== Material for this task ==
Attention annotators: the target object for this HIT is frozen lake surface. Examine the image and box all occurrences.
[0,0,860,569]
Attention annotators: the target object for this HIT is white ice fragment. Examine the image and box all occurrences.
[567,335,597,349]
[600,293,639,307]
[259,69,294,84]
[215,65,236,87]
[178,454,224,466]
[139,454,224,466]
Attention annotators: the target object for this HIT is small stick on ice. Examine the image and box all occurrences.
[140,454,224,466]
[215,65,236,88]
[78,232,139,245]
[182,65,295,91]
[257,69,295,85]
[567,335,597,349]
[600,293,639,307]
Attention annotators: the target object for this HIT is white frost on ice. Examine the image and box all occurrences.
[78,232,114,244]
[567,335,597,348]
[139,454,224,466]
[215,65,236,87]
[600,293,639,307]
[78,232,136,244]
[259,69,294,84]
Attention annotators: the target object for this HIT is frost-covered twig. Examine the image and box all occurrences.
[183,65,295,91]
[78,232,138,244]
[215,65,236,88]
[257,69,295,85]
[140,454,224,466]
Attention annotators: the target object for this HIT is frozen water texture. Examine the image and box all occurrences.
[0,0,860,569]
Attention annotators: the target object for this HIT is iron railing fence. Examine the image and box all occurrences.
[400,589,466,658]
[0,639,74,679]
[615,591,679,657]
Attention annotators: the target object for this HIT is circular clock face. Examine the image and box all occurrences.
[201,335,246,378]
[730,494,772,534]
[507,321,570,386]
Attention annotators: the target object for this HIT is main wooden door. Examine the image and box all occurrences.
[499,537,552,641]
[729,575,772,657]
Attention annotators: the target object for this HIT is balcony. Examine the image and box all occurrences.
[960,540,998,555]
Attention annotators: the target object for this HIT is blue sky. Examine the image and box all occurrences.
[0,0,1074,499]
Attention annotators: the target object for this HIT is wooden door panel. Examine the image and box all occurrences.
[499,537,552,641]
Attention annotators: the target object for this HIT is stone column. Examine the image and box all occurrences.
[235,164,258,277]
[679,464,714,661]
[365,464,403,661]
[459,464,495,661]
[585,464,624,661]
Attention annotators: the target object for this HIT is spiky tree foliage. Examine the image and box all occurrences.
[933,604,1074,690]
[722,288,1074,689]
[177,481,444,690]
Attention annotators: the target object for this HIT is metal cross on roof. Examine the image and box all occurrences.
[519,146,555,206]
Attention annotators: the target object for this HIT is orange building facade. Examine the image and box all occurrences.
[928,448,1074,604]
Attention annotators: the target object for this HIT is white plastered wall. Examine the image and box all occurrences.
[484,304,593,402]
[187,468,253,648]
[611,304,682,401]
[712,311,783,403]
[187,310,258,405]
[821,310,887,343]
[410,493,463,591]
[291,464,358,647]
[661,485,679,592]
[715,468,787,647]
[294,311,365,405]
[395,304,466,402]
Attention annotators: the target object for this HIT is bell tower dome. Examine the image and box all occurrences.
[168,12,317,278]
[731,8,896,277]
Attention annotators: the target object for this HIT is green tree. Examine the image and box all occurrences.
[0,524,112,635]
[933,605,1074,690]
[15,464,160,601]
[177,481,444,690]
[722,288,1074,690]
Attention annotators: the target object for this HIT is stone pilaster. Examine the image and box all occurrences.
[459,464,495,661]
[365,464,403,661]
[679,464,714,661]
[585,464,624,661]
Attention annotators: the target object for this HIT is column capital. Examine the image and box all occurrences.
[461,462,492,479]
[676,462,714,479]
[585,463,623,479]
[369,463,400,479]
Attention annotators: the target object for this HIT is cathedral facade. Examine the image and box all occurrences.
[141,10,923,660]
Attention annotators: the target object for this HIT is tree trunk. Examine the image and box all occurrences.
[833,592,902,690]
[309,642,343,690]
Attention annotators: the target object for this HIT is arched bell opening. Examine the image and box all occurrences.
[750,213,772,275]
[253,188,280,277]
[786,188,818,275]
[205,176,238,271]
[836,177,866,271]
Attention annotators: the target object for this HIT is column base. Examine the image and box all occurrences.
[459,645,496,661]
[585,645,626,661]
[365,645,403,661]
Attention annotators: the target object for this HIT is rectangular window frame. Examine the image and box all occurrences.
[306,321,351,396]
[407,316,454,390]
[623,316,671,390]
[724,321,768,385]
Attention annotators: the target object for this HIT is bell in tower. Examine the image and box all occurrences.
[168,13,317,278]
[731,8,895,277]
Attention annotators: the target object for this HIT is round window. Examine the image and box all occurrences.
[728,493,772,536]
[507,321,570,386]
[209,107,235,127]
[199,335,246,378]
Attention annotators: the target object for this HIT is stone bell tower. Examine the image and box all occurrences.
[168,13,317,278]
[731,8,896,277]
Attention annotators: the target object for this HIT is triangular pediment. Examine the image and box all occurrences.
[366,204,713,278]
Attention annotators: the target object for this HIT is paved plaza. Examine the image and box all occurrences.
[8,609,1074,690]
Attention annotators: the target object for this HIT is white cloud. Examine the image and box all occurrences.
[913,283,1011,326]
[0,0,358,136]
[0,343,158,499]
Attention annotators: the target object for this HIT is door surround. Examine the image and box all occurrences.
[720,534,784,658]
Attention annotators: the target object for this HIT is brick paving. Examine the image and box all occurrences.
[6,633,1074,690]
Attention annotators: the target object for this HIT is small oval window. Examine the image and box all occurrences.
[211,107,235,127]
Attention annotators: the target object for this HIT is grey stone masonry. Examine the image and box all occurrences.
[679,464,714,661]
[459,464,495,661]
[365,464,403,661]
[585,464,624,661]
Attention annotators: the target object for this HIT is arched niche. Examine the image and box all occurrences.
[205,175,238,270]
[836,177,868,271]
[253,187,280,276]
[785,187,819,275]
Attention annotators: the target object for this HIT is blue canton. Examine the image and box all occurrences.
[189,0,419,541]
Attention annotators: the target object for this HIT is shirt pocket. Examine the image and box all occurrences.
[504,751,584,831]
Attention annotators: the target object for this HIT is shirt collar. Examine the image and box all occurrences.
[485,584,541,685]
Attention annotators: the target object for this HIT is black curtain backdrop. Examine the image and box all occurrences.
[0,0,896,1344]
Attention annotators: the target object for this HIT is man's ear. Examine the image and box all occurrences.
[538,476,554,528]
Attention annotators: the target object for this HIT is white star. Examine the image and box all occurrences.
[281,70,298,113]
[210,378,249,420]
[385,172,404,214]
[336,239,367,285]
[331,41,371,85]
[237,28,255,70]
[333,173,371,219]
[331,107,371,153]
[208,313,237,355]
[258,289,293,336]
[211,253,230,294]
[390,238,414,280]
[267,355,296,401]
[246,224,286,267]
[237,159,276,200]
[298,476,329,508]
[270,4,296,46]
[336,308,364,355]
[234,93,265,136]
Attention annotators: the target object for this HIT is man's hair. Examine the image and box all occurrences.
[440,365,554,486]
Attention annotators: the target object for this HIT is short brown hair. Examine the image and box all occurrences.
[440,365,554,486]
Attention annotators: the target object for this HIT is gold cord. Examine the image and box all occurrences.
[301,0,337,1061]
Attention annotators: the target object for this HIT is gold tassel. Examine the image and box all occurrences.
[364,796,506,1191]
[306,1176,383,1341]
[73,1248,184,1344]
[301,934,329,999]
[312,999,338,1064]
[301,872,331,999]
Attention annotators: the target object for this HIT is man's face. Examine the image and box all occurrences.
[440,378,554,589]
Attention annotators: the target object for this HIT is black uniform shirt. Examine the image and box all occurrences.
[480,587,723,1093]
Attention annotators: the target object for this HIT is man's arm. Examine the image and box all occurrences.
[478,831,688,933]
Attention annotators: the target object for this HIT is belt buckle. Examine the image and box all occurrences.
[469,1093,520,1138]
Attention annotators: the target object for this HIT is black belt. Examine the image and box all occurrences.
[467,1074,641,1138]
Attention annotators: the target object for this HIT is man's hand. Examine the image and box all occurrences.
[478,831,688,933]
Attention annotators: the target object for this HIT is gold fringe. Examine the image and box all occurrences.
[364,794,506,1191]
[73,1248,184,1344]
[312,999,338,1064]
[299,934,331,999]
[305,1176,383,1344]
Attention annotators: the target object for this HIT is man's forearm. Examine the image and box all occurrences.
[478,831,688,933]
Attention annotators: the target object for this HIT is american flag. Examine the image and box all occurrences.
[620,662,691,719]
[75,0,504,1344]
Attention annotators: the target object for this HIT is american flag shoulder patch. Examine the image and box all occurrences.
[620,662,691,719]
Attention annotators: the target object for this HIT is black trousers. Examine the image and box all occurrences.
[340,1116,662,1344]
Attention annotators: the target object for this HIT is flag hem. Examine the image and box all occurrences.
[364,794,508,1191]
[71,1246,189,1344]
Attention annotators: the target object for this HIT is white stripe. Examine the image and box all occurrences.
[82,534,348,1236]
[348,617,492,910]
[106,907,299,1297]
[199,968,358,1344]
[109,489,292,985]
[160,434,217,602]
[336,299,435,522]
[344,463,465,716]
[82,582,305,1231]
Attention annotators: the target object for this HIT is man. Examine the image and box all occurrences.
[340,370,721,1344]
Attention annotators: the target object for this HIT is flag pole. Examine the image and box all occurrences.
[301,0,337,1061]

== Stated problem ==
Beginning at the line that contains "Attention annotators: the target object for this HIT is bell in" and ending with the line that contains "[8,609,1074,690]", write out these items again, switching "round window" to "circular window" and leaving everything else unchanged.

== Output for this task ==
Attention annotators: the target object for this HIT is bell in tower. Examine the image and box all occurrences.
[168,13,317,278]
[731,8,895,277]
Attention annotators: the target object for this HIT is circular window. Examine the image and box all occurrences.
[728,493,772,536]
[507,321,570,386]
[209,107,235,127]
[199,335,246,378]
Attention annotators: the target object for this HIT is stone bell tower. Examine the image and box all occurrences.
[168,13,317,278]
[731,8,896,277]
Attention annotators: the target object for this HIT is triangular pediment. Examine the image and box all occurrences.
[366,204,713,278]
Attention annotators: the target object for this HIT is paved plaza. Examine the image and box all occurrences.
[8,609,1074,690]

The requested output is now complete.